• Supplied material
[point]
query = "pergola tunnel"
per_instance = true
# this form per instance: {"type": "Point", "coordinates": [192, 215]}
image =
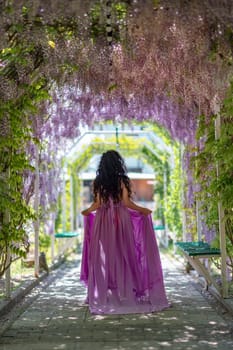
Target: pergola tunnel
{"type": "Point", "coordinates": [78, 80]}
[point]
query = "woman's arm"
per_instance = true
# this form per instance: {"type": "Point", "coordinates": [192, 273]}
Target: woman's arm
{"type": "Point", "coordinates": [95, 205]}
{"type": "Point", "coordinates": [130, 204]}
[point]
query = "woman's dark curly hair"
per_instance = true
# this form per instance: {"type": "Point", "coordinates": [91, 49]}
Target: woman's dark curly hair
{"type": "Point", "coordinates": [110, 174]}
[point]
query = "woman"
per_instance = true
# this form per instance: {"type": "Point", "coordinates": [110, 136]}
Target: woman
{"type": "Point", "coordinates": [120, 263]}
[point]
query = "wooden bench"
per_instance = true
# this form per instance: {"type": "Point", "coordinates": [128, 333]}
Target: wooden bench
{"type": "Point", "coordinates": [195, 252]}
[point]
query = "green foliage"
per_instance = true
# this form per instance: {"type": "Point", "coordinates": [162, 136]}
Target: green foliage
{"type": "Point", "coordinates": [217, 153]}
{"type": "Point", "coordinates": [44, 241]}
{"type": "Point", "coordinates": [16, 131]}
{"type": "Point", "coordinates": [98, 24]}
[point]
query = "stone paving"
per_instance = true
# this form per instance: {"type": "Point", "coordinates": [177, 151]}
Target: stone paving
{"type": "Point", "coordinates": [58, 319]}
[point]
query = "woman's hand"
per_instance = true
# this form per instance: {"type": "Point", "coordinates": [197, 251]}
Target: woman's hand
{"type": "Point", "coordinates": [146, 211]}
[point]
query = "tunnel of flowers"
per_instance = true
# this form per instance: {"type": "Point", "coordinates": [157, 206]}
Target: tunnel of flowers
{"type": "Point", "coordinates": [158, 63]}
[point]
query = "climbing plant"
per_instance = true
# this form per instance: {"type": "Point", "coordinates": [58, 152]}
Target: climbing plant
{"type": "Point", "coordinates": [214, 188]}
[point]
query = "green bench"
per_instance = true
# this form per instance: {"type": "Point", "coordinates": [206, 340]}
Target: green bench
{"type": "Point", "coordinates": [195, 253]}
{"type": "Point", "coordinates": [198, 249]}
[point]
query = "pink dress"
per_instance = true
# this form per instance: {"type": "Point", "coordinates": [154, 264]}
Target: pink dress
{"type": "Point", "coordinates": [120, 262]}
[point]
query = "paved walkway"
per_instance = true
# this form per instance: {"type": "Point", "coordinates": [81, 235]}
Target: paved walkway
{"type": "Point", "coordinates": [57, 319]}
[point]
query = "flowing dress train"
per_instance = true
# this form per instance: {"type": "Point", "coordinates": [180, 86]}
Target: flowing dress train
{"type": "Point", "coordinates": [121, 265]}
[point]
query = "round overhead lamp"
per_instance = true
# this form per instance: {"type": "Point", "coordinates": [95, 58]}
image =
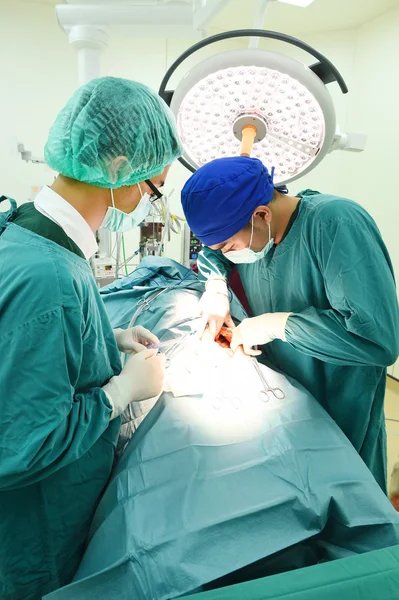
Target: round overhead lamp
{"type": "Point", "coordinates": [285, 102]}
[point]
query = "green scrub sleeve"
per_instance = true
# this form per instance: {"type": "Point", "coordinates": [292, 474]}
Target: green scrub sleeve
{"type": "Point", "coordinates": [46, 422]}
{"type": "Point", "coordinates": [212, 264]}
{"type": "Point", "coordinates": [362, 327]}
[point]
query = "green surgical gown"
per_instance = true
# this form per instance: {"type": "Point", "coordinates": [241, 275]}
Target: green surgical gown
{"type": "Point", "coordinates": [334, 273]}
{"type": "Point", "coordinates": [57, 443]}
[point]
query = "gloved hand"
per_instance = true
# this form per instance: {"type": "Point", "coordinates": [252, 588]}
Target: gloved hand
{"type": "Point", "coordinates": [140, 379]}
{"type": "Point", "coordinates": [215, 306]}
{"type": "Point", "coordinates": [258, 331]}
{"type": "Point", "coordinates": [134, 339]}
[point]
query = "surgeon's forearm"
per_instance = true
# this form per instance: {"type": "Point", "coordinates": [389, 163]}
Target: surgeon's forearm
{"type": "Point", "coordinates": [326, 335]}
{"type": "Point", "coordinates": [213, 265]}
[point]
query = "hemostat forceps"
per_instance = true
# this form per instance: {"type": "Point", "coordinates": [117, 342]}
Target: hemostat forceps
{"type": "Point", "coordinates": [277, 392]}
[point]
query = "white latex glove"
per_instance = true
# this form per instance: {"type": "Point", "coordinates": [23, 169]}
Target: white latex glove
{"type": "Point", "coordinates": [134, 339]}
{"type": "Point", "coordinates": [215, 306]}
{"type": "Point", "coordinates": [258, 331]}
{"type": "Point", "coordinates": [141, 378]}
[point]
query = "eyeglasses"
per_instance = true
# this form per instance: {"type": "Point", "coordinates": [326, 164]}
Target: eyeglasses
{"type": "Point", "coordinates": [156, 193]}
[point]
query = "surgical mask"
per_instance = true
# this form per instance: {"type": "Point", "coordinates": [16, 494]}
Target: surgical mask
{"type": "Point", "coordinates": [246, 255]}
{"type": "Point", "coordinates": [118, 221]}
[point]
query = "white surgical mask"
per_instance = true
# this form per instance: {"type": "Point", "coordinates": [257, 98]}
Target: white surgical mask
{"type": "Point", "coordinates": [118, 221]}
{"type": "Point", "coordinates": [246, 255]}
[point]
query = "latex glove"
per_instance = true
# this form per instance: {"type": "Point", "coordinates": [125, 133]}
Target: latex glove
{"type": "Point", "coordinates": [141, 378]}
{"type": "Point", "coordinates": [258, 331]}
{"type": "Point", "coordinates": [215, 306]}
{"type": "Point", "coordinates": [134, 339]}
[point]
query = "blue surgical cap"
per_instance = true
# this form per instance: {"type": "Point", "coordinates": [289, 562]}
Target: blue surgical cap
{"type": "Point", "coordinates": [220, 198]}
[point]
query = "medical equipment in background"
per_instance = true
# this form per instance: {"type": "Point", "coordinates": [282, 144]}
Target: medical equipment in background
{"type": "Point", "coordinates": [110, 262]}
{"type": "Point", "coordinates": [283, 102]}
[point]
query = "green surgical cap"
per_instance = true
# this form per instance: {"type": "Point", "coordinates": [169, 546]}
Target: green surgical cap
{"type": "Point", "coordinates": [112, 133]}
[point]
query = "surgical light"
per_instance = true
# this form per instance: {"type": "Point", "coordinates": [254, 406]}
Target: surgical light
{"type": "Point", "coordinates": [285, 101]}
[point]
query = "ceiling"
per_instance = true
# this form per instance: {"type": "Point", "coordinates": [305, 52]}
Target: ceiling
{"type": "Point", "coordinates": [322, 15]}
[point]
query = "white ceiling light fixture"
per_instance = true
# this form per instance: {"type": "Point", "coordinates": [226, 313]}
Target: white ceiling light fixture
{"type": "Point", "coordinates": [286, 101]}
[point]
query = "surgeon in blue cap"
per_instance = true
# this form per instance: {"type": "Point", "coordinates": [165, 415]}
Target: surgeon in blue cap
{"type": "Point", "coordinates": [319, 282]}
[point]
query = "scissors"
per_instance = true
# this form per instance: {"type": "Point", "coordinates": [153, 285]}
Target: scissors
{"type": "Point", "coordinates": [277, 392]}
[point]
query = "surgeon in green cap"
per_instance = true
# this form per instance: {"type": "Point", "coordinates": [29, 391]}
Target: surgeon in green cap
{"type": "Point", "coordinates": [63, 388]}
{"type": "Point", "coordinates": [319, 283]}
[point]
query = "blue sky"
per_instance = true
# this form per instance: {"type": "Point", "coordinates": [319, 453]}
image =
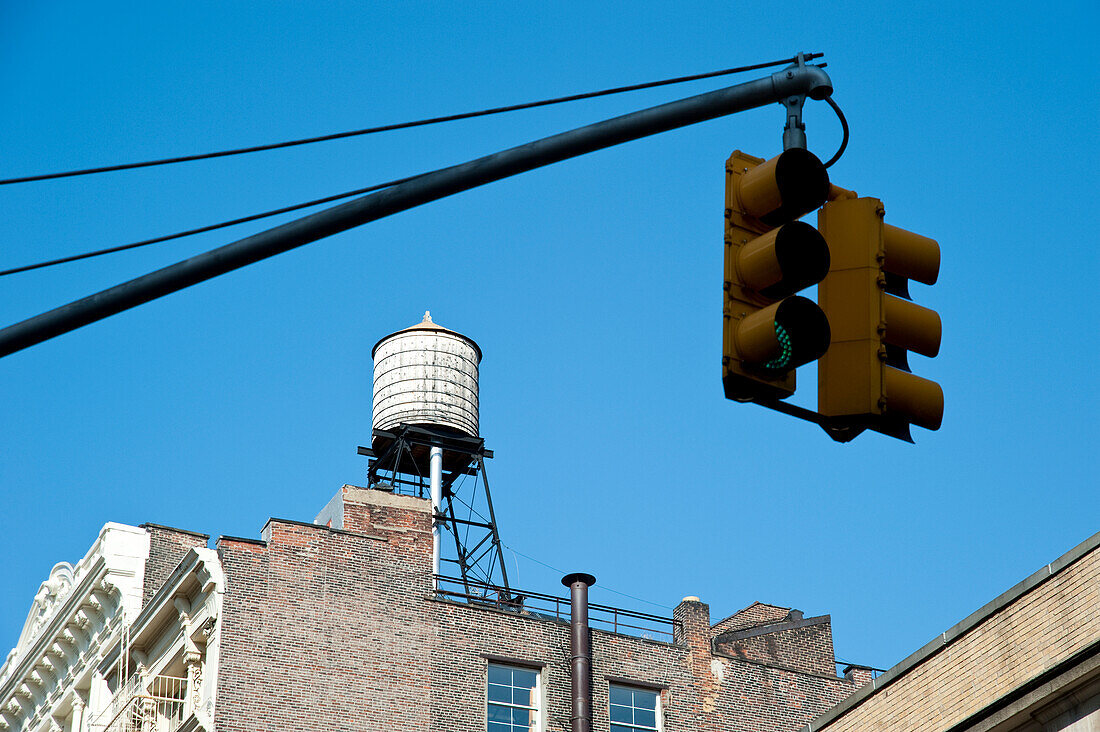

• What is required
Determine how many lines in the records contain the string "surgical". Reply with the number alone.

• Complete output
12